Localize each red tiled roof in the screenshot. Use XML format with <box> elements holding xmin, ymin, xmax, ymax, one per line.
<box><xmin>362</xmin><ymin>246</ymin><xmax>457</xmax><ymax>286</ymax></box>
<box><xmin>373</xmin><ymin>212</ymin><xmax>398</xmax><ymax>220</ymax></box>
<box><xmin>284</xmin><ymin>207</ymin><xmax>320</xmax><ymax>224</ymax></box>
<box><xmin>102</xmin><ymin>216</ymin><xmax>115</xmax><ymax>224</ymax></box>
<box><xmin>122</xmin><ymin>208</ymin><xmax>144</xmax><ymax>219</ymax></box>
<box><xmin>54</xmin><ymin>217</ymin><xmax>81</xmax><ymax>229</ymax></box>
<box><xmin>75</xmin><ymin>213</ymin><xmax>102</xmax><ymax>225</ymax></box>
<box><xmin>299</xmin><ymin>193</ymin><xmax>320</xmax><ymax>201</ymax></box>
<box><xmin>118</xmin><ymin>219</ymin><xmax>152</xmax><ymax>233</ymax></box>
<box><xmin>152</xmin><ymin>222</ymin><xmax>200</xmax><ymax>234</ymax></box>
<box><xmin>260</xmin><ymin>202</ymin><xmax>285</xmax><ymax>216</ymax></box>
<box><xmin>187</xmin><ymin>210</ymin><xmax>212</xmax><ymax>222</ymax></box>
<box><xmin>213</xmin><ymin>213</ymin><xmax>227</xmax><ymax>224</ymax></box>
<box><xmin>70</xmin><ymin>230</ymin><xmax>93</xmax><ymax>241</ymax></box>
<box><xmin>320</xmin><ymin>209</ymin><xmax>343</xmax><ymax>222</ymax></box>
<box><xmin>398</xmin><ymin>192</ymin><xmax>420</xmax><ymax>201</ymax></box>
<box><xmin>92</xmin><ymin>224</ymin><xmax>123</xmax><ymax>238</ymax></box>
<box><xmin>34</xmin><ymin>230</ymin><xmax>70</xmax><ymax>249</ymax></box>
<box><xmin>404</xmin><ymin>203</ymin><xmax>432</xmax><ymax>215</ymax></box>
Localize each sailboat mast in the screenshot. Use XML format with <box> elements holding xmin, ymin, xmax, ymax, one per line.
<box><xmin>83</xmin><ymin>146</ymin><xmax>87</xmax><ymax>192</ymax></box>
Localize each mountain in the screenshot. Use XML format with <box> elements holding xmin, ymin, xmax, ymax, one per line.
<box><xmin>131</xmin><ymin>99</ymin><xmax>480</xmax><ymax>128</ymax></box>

Written request ::
Reproduce everything from the line containing "Localize each sailboat" down through the end of the records, replacing "screenshot" with "image" and leaving all else unchanged.

Complete answer ::
Localize each sailboat mast in the image. Use XML format with <box> elements holding xmin, ymin, xmax, ymax, one per line.
<box><xmin>83</xmin><ymin>146</ymin><xmax>87</xmax><ymax>192</ymax></box>
Localize each mountain in the image. Use XML format with <box> elements holding xmin, ymin, xmax, ymax, one per line.
<box><xmin>131</xmin><ymin>99</ymin><xmax>480</xmax><ymax>128</ymax></box>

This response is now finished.